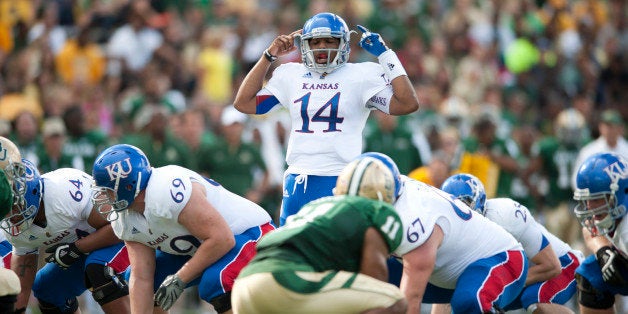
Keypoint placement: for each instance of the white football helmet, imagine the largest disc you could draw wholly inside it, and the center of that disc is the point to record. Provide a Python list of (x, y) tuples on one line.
[(367, 177)]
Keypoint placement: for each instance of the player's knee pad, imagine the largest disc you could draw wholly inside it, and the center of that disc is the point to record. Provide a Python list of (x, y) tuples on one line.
[(592, 298), (104, 283), (222, 303), (48, 308)]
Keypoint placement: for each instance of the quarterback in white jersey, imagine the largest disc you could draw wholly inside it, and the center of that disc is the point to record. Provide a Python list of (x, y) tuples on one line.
[(329, 101), (84, 253), (550, 282), (602, 195), (452, 254), (180, 229)]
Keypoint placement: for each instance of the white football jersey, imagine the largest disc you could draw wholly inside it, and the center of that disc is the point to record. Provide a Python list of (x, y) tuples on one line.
[(67, 201), (468, 236), (168, 191), (518, 220), (328, 112)]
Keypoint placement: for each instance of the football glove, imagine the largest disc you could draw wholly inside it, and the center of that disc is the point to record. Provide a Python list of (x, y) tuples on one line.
[(169, 291), (613, 265), (372, 42), (64, 254)]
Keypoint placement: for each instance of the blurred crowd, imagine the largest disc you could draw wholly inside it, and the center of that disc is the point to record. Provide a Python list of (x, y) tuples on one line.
[(79, 75)]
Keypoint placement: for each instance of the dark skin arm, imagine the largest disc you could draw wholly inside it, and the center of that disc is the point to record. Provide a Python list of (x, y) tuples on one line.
[(245, 98), (100, 238), (25, 266)]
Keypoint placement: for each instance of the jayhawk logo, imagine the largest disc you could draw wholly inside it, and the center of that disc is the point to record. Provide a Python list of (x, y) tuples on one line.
[(119, 170)]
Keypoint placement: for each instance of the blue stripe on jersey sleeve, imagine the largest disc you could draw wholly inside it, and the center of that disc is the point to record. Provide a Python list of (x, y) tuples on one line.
[(265, 103), (544, 243)]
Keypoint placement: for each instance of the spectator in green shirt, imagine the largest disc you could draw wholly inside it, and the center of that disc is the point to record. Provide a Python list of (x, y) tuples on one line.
[(234, 163)]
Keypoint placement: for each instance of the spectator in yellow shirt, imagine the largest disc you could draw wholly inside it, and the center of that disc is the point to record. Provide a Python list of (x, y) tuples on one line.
[(81, 62)]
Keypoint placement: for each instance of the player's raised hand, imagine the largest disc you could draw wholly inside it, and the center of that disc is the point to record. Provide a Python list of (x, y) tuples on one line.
[(284, 44), (372, 42)]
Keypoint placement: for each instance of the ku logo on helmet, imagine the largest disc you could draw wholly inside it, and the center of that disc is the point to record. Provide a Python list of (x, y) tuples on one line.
[(617, 170), (117, 169)]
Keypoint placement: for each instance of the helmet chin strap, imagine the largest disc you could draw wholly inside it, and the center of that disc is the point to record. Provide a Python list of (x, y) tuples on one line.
[(139, 183), (380, 197)]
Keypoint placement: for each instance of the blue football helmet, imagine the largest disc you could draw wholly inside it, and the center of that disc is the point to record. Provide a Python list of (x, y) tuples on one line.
[(391, 165), (467, 188), (602, 178), (324, 25), (120, 172), (22, 215)]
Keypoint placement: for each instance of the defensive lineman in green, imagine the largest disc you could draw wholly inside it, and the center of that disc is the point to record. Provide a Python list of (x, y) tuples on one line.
[(331, 256)]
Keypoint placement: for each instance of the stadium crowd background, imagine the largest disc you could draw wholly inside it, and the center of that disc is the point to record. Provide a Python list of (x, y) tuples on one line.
[(79, 75)]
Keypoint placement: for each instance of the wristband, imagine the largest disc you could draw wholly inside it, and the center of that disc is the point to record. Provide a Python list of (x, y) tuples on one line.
[(391, 64), (269, 57)]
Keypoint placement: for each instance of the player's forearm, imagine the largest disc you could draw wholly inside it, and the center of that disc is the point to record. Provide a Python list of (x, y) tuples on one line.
[(540, 273), (141, 295), (252, 83), (594, 243), (100, 238)]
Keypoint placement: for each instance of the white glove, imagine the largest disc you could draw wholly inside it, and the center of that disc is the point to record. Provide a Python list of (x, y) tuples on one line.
[(169, 291)]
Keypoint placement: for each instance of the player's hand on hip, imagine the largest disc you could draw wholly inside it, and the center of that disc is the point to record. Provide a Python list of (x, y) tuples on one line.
[(372, 42), (284, 44), (169, 291)]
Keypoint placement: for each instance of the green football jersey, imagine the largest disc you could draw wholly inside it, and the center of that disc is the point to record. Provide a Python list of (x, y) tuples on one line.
[(326, 234), (558, 163)]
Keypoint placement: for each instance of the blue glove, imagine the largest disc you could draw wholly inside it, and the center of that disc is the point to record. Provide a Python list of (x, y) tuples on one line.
[(372, 42), (64, 254)]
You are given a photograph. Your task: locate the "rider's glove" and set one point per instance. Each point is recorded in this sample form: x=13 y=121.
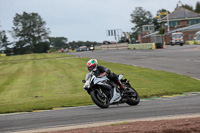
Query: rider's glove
x=102 y=74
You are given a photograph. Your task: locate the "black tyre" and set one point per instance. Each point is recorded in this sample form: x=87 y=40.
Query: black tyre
x=133 y=98
x=101 y=101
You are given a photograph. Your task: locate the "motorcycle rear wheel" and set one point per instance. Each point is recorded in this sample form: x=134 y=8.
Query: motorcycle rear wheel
x=133 y=99
x=102 y=102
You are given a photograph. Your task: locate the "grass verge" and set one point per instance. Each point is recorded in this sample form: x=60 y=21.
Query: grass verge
x=37 y=84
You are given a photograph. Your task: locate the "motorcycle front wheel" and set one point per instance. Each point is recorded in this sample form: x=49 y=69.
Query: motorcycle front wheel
x=101 y=101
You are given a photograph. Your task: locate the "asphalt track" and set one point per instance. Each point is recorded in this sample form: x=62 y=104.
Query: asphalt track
x=177 y=59
x=182 y=60
x=36 y=121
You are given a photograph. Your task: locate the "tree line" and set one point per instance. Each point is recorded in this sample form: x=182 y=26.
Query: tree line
x=32 y=36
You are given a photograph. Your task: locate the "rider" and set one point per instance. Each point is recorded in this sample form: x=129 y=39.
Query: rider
x=92 y=65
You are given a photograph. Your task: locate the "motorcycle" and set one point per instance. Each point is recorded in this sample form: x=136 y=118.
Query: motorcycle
x=105 y=92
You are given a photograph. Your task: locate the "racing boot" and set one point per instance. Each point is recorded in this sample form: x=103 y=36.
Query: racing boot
x=124 y=88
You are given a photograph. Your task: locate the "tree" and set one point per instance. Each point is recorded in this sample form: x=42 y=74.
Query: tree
x=140 y=17
x=197 y=9
x=30 y=30
x=4 y=44
x=186 y=6
x=155 y=20
x=58 y=42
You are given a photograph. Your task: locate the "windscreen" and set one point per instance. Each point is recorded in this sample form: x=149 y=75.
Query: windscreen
x=177 y=36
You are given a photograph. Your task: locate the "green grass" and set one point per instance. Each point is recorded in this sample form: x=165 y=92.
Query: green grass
x=35 y=83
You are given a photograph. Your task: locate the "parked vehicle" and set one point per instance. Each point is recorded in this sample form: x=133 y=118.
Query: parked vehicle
x=177 y=39
x=104 y=92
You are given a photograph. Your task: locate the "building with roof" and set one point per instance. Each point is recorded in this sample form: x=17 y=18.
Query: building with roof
x=181 y=20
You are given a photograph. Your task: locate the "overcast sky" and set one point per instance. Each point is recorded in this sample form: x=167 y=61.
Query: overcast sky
x=83 y=20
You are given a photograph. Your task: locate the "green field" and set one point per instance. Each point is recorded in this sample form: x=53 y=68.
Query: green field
x=46 y=81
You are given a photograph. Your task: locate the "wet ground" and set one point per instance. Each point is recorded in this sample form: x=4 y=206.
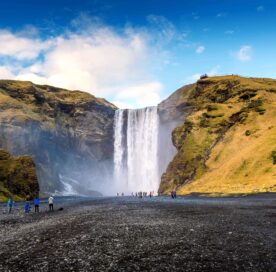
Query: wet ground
x=129 y=234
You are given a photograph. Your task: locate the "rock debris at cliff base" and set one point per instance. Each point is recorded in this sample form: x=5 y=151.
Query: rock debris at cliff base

────────────────────────────────────────

• [What the task requires]: Start from the line that holds "Query: wet ground" and print each line to the end of the records exactly, leaving out everything before it.

• [Answer to this problem]:
Query: wet ground
x=129 y=234
You are given a photograph. Your task: locate the "rock debris at cliff base" and set one point per instance. Each point is recorded in this sample form: x=5 y=151.
Query: rock debris at cliff base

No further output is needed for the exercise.